*Text*:
For each multilayer package:

• a steady simulation imposing a difference of temperature ( T _i– T _e) of 20 K was carried out to determine the total resistance R_tot and the transmittance U of the wall;
• an unsteady simulation was carried out to determine the periodic thermal transmittance Y_ie, imposing:

$$T_e=T_m+T_a\sin \left(2\pi t/P\right)$$

$$T_i=T_m,$$

where $T_m$ is 300 K; $T_a$ is 100 K; P is 86,400 s.

In order to allow a stabilized periodic regime, ten consecutive days were simulated. Instead of the thermal conductance L_ie introduced by the standard ISO 13786 [30] for inhomogeneous walls, the periodic thermal transmittances Y_ie were determined by using the value of the average specific heat flow on the internal wall; therefore, the result can be seen as mean equivalent value.

In order to make sure that the differences between analytical and numerical values are not due to the numerical resolution, preliminary simulations were carried out for the case of walls without connection elements, showing a perfect match between simulated and analytical values. By comparing the homogeneous (analytically determined) values with numerical simulations of the wall with connectors, summarized in

Table 4. Thermal transmittance and periodic thermal transmittance of the analyzed multilayer partitions; analytical values (an): homogeneous layers; numerical values (num): walls with connectors.

Package	ttot * [mm]	U (an) [W/m²K]	Yie (an) [W/m²K]	U (num) [W/m²K]	Yie (num) [W/m²K]
Bare wall	200	1.038	0.643	---	---
Bare wall + SFRM + N.1	280	0.242	0.038	0.246	0.030
Bare wall + SFRM + N.2	350	0.254	0.029	0.256	0.024
Bare wall + SFRM + N.3	310	0.335	0.042	0.336	0.042

* t_tot = t_m + t_coat + t_th is the total thickness.

*Brief A*: How many lines in the rows below contain the string "stem"? Case counts, and the reply should be the number alone.

*Records provided*:
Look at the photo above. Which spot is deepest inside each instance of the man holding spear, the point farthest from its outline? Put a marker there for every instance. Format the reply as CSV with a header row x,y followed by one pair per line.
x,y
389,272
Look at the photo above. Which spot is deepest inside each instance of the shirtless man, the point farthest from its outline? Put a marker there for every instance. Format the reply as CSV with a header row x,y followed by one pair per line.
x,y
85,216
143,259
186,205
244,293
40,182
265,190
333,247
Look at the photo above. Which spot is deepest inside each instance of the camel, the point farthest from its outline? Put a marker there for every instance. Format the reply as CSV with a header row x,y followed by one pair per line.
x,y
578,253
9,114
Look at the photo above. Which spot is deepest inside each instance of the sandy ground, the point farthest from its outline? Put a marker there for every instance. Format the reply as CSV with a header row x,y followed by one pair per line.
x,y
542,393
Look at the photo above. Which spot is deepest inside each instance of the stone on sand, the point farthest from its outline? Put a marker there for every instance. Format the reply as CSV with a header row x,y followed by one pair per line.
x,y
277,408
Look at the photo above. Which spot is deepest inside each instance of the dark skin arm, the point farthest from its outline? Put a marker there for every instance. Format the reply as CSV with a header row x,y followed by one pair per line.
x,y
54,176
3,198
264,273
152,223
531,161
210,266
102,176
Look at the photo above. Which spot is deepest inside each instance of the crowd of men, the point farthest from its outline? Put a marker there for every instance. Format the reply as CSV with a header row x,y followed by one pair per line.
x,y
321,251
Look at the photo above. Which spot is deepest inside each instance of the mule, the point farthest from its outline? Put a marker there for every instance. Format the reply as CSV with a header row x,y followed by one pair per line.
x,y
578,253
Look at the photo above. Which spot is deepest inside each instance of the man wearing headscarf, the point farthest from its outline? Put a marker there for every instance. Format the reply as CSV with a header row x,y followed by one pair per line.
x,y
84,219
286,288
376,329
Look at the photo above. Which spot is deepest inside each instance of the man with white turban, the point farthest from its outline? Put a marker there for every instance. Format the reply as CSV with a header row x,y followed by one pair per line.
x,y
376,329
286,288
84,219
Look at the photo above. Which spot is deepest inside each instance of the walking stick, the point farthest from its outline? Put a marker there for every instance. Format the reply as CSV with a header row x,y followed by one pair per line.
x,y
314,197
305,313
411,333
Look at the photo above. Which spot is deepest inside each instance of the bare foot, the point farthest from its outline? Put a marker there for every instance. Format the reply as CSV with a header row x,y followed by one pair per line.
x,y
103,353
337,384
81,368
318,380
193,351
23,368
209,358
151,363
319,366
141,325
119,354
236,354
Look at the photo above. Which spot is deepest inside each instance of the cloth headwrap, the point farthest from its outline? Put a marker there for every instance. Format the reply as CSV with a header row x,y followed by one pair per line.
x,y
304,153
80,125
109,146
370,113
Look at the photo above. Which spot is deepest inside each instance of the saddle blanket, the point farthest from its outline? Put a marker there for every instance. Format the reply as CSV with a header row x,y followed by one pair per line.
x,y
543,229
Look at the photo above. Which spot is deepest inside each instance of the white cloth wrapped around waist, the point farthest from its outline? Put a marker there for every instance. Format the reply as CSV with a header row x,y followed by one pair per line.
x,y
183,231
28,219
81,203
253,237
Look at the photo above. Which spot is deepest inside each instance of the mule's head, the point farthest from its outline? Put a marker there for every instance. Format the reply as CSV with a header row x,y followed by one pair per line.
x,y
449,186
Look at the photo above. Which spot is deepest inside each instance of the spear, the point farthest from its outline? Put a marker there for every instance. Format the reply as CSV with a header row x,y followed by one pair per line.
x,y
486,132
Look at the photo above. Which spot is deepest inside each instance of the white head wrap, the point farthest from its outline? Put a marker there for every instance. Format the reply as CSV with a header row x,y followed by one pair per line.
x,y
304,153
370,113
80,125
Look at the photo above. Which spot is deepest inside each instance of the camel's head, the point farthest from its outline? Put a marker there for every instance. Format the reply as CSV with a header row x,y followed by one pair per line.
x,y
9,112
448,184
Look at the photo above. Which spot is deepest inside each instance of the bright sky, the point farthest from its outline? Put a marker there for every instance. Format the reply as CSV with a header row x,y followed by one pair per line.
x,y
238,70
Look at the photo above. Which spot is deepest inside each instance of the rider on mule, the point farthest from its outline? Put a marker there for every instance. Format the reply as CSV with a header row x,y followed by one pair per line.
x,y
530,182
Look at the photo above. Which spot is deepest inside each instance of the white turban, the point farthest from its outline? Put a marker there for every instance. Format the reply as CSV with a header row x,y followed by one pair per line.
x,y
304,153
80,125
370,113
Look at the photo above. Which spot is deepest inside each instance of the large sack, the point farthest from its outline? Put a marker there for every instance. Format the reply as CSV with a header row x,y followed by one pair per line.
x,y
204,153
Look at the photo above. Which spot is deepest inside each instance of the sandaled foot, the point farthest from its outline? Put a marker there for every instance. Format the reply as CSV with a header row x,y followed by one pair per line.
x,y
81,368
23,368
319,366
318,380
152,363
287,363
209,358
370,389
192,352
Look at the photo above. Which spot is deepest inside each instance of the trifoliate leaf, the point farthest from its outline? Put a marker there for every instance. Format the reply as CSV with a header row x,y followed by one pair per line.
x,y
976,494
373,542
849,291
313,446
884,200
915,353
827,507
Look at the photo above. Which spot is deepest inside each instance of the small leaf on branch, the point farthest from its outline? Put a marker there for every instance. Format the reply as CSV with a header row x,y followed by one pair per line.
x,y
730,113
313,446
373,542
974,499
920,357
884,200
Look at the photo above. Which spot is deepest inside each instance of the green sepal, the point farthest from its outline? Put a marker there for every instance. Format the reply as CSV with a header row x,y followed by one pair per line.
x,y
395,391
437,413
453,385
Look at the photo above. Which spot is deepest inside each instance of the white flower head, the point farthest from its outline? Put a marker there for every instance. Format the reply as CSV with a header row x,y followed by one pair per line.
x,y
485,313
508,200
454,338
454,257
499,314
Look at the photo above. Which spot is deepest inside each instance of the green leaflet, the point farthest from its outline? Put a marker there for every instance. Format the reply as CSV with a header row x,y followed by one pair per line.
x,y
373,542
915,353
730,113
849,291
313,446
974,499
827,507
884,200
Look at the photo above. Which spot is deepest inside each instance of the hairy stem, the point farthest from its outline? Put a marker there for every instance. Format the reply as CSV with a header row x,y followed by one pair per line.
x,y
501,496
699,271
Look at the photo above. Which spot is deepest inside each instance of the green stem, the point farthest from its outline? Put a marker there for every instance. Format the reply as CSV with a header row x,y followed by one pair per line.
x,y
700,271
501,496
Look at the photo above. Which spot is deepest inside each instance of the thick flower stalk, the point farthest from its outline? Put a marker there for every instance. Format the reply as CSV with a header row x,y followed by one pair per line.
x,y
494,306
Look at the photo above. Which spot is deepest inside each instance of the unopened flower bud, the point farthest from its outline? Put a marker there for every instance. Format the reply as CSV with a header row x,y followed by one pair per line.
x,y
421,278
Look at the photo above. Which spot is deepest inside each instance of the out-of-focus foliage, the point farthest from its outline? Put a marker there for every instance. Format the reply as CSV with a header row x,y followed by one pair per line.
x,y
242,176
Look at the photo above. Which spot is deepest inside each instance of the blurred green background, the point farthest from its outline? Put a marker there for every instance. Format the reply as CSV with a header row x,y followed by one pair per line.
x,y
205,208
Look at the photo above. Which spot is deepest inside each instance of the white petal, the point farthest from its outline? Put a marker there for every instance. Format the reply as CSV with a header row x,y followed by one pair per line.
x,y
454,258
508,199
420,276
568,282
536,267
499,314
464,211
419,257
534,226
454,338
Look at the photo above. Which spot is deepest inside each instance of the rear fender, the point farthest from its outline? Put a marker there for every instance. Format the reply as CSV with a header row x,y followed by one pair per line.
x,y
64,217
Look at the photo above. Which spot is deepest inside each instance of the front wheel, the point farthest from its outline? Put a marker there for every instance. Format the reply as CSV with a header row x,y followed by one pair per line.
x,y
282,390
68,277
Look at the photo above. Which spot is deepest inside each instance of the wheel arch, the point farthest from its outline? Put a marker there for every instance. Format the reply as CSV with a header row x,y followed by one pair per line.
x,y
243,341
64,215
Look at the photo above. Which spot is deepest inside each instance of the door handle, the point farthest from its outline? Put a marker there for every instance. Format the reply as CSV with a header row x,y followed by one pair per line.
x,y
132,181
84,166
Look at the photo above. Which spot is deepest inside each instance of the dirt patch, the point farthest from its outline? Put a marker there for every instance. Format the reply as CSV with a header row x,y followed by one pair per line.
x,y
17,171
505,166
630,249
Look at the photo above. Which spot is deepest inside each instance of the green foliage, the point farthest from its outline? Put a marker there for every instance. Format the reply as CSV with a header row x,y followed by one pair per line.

*Brief B*: Go on with the text on wall thermal transmittance, starting after its last line.

*Task result A*: 2

*Task result B*:
, it can be seen that point thermal bridges have a negligible influence, despite their large number. This result justifies the assumption to neglect point thermal bridges in the thermal calculations.

Regarding the periodic thermal transmittance Y_ie, it can be noted that package N.2 represents the best solution, as was expected given the presence of “heavy” wood fiber on the outer side of the wall. However, all three packages provide good summer performance. The values of Y_ie can, in fact, be compared with the limit value of 0.10 W/(m² K) required by the DM 26 June 2015 [2] in case of major renovations for sites where the value of the average monthly irradiance on the horizontal plane during the month of highest summer insolation is greater than or equal to 290 W/m²: In this case, it is required that the value of the mass per unit area M_s is greater than 230 kg/m², or that the value of the periodic thermal transmittance Y_ie is lower than 0.10 W/(m² K) for all the opaque vertical walls excluding those included in the northwest/north/northeast quadrant.

5. Case Study

The case study reported in the present section refers to the retrofitting intervention performed on an existing residential masonry building constructed in the middle of the 1960s. As shown in Figure 8, the building is a two-story house having plan dimensions of 11.4 × 10.0 m² and a total height of about 8.2 m. The bearing structure is made of 330 mm thick concrete hollow unit masonry walls constructed to support the ribbed one-way concrete slabs forming the two floors and the pitched roof. The building is located in L’Aquila, a city situated in central Italy.

The following sections report and discuss the main features related to the procedure adopted to design the retrofitting intervention.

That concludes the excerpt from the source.